» DOCUMENT TEXT:
● ● ● ● ●

ShinRL: A Library for Evaluating RL Algorithms from Theoretical and Practical Perspectives

Last update: Dec 28, 2022

Related tags

Overview

Status: Under development (expect bug fixes and huge updates)

ShinRL: A Library for Evaluating RL Algorithms from Theoretical and Practical Perspectives

ShinRL is an open-source JAX library specialized for the evaluation of reinforcement learning (RL) algorithms from both theoretical and practical perspectives. Please take a look at the paper for details.

QuickStart

Try ShinRL at: experiments/QuickStart.ipynb.

import gym
from shinrl import DiscreteViSolver
import matplotlib.pyplot as plt

# make an env & a config
env = gym.make("ShinPendulum-v0")
config = DiscreteViSolver.DefaultConfig(explore="eps_greedy", approx="nn", steps_per_epoch=10000)

# make mixins
mixins = DiscreteViSolver.make_mixins(env, config)
# mixins == [DeepRlStepMixIn, QTargetMixIn, TbInitMixIn, NetActMixIn, NetInitMixIn, ShinExploreMixIn, ShinEvalMixIn, DiscreteViSolver]

# (optional) arrange mixins
# mixins.insert(2, UserDefinedMixIn)

# make & run a solver
dqn_solver = DiscreteViSolver.factory(env, config, mixins)
dqn_solver.run()

# plot performance
returns = dqn_solver.scalars["Return"]
plt.plot(returns["x"], returns["y"])

# plot learned q-values  (act == 0)
q0 = dqn_solver.tb_dict["Q"][:, 0]
env.plot_S(q0, title="Learned")

# plot oracle q-values  (act == 0)

● ● ● ● ●

» PROBLEM 1: In the ShinRL page's QuickStart code, which environment is passed to gym.make?
» PROBLEM 2: Reproduce word for word the part of the ShinRL page from "# make mixins" up to and including "DiscreteViSolver.factory(env, config, mixins)".

Data records:
● ● ● ● ●

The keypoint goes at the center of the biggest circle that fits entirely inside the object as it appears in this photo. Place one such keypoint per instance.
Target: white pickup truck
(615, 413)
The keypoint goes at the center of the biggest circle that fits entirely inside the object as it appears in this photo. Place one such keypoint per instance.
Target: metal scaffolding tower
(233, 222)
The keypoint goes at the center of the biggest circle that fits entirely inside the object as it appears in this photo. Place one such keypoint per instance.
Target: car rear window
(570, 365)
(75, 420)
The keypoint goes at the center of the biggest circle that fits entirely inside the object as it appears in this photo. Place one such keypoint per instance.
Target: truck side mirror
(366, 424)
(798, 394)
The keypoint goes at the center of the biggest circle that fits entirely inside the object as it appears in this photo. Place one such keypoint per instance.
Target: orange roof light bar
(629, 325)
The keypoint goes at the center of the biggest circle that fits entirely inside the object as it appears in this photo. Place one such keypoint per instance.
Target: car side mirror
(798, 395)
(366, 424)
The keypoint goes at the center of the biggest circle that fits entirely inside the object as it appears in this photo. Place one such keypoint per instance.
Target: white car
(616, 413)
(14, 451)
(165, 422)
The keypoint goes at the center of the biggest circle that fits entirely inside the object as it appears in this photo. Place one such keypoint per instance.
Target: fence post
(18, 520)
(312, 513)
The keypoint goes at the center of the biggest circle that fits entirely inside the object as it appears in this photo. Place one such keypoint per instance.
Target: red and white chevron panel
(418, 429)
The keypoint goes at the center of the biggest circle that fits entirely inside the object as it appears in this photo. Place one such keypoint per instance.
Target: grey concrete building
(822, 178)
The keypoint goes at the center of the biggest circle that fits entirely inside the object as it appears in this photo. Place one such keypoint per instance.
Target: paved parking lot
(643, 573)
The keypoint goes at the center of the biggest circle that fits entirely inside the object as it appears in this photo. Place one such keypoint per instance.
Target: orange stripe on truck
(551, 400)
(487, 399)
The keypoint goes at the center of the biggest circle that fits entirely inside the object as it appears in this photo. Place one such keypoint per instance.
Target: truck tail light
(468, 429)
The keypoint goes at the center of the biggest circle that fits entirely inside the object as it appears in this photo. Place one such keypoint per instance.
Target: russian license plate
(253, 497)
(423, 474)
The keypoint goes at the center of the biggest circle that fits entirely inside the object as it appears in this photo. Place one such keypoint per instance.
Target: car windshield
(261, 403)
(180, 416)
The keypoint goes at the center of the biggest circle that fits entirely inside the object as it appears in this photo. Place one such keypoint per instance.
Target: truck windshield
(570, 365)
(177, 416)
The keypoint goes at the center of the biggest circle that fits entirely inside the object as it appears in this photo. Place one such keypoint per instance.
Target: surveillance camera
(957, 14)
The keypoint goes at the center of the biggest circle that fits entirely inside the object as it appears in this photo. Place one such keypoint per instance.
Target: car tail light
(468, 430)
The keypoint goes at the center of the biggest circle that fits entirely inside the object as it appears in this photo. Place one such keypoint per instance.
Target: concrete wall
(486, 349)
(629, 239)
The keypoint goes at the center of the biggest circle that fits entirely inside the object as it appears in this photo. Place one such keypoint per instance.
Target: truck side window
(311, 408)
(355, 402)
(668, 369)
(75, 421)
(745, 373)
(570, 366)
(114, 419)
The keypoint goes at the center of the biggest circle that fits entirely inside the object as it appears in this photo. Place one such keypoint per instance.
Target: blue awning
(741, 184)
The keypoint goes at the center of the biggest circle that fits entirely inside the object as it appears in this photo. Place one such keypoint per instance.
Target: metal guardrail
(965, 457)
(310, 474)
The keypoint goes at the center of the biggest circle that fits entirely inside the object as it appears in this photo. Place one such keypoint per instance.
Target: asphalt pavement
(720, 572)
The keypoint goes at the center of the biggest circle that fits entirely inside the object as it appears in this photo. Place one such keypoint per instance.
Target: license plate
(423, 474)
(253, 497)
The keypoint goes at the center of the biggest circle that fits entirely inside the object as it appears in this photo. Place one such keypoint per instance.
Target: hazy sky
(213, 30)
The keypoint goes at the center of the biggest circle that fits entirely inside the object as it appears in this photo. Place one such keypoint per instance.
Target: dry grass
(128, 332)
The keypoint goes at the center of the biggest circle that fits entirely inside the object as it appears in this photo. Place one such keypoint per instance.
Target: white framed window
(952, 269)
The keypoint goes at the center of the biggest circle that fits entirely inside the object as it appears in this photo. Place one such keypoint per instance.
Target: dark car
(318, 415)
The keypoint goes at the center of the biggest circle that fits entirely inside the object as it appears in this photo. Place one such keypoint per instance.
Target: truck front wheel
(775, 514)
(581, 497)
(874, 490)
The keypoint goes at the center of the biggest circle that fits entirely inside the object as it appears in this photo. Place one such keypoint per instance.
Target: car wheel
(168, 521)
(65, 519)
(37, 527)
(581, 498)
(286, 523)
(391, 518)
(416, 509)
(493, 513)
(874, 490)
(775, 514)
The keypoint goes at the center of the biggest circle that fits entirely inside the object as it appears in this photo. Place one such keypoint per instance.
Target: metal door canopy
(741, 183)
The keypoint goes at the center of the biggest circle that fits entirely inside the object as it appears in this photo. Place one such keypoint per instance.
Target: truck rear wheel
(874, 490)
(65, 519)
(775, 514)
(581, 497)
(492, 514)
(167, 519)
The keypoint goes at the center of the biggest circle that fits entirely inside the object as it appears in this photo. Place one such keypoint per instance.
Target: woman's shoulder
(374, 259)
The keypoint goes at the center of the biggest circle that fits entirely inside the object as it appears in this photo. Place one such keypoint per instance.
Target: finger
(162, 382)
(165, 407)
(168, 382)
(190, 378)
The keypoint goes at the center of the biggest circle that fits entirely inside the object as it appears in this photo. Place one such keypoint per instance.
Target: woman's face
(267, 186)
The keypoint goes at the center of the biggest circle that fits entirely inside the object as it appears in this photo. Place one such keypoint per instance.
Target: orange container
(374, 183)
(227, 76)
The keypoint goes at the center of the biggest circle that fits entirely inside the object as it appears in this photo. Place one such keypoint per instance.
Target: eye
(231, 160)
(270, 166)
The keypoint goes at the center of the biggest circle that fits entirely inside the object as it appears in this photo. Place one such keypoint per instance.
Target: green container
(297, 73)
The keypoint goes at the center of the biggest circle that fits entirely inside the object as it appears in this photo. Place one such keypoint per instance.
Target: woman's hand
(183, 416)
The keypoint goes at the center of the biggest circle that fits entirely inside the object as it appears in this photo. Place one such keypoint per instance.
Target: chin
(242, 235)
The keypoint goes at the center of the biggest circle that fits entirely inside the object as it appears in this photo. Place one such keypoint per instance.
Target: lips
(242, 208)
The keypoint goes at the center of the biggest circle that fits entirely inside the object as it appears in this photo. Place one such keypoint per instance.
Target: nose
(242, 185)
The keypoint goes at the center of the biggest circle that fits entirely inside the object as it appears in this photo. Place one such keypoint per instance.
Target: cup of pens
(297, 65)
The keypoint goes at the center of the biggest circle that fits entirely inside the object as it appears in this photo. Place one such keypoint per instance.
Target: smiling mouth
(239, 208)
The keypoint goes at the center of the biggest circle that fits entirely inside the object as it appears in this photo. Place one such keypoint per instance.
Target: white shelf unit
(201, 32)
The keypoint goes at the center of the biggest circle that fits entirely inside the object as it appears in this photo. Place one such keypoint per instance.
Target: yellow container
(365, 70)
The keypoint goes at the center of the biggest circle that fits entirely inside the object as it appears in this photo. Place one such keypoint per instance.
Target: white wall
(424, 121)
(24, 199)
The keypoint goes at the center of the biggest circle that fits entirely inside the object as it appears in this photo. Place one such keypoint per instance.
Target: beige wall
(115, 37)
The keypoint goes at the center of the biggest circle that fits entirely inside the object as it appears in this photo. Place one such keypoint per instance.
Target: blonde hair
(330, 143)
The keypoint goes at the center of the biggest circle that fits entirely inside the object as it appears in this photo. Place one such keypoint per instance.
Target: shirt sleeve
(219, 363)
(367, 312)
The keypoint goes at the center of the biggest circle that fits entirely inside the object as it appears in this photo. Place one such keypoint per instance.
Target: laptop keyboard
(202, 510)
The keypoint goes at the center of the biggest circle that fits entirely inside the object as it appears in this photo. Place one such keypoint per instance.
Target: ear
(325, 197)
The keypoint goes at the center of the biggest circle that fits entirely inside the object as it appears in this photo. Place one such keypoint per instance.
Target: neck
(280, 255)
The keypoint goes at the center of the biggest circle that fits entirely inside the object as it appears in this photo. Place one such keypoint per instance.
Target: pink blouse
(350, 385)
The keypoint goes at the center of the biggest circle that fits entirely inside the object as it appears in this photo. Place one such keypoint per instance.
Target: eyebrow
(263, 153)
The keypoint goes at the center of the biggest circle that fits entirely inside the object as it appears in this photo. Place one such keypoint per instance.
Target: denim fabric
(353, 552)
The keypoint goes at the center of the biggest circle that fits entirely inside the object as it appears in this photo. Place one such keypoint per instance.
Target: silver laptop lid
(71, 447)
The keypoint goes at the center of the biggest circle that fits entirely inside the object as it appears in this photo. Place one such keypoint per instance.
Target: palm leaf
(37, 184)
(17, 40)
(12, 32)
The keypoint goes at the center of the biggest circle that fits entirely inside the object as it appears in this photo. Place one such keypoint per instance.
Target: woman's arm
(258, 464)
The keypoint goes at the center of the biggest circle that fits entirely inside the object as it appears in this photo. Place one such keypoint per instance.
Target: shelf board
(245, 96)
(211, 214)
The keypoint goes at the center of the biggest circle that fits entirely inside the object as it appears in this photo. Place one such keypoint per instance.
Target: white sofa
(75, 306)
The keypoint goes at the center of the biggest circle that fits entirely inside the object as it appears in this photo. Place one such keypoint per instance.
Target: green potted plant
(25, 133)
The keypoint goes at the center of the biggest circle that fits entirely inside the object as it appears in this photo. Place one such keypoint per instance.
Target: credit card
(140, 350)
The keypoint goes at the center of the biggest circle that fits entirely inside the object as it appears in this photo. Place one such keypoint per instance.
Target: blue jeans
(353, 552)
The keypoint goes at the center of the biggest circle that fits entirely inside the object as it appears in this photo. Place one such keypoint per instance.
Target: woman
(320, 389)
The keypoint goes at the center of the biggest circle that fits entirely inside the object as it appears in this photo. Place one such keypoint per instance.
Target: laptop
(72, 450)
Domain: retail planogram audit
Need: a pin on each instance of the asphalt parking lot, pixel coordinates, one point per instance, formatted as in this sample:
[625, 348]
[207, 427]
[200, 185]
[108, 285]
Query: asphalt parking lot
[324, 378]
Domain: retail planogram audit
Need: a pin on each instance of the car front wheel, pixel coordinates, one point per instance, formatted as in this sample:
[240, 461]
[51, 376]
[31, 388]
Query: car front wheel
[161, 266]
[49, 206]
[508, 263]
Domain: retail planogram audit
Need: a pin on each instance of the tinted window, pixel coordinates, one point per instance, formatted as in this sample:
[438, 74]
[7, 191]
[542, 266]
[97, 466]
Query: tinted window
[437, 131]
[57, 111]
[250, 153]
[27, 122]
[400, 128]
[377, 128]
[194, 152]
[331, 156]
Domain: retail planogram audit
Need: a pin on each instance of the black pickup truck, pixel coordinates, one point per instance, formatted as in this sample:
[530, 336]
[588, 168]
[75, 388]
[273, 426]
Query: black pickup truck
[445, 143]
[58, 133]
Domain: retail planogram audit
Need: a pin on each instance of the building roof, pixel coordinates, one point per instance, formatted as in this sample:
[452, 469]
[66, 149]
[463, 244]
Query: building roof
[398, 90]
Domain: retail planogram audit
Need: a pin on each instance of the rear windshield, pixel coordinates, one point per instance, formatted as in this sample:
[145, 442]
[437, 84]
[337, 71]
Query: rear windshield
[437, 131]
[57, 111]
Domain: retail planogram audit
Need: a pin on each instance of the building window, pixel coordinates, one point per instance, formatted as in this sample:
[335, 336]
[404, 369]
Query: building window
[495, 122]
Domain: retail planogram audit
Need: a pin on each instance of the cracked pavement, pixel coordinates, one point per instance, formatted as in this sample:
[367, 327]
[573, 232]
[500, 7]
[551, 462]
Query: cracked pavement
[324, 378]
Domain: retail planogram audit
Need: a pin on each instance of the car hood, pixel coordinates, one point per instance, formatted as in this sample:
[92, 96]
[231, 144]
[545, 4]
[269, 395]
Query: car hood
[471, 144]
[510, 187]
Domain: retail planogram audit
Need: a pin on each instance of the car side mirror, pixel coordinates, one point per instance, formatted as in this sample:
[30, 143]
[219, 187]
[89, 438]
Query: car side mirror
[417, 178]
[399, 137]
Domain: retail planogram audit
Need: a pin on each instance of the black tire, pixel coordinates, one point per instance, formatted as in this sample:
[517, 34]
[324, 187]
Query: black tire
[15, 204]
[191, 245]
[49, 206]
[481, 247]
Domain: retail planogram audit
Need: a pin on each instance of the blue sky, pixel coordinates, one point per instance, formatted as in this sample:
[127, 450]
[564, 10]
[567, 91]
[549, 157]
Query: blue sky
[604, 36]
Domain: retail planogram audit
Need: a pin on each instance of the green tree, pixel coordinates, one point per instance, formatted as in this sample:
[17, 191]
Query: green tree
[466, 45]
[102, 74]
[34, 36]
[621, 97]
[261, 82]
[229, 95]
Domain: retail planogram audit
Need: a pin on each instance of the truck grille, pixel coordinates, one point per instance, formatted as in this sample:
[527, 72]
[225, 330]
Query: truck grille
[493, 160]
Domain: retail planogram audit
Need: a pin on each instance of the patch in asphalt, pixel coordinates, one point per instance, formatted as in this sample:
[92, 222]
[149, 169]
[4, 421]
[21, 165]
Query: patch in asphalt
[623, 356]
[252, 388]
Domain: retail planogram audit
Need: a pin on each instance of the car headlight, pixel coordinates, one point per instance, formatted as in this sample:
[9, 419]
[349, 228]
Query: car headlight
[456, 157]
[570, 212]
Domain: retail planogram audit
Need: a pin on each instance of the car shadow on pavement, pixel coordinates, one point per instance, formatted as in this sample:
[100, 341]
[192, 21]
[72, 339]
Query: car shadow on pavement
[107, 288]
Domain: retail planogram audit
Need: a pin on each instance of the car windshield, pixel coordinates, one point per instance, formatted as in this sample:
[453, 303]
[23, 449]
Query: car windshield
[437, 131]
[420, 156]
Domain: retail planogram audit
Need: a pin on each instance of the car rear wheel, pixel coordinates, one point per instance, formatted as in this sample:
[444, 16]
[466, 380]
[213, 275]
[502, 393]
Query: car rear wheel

● ● ● ● ●

» WORKED SOLUTION 1: ShinPendulum-v0

» WORKED SOLUTION 2:
# make mixins
mixins = DiscreteViSolver.make_mixins(env, config)
# mixins == [DeepRlStepMixIn, QTargetMixIn, TbInitMixIn, NetActMixIn, NetInitMixIn, ShinExploreMixIn, ShinEvalMixIn, DiscreteViSolver]

# (optional) arrange mixins
# mixins.insert(2, UserDefinedMixIn)

# make & run a solver
dqn_solver = DiscreteViSolver.factory(env, config, mixins)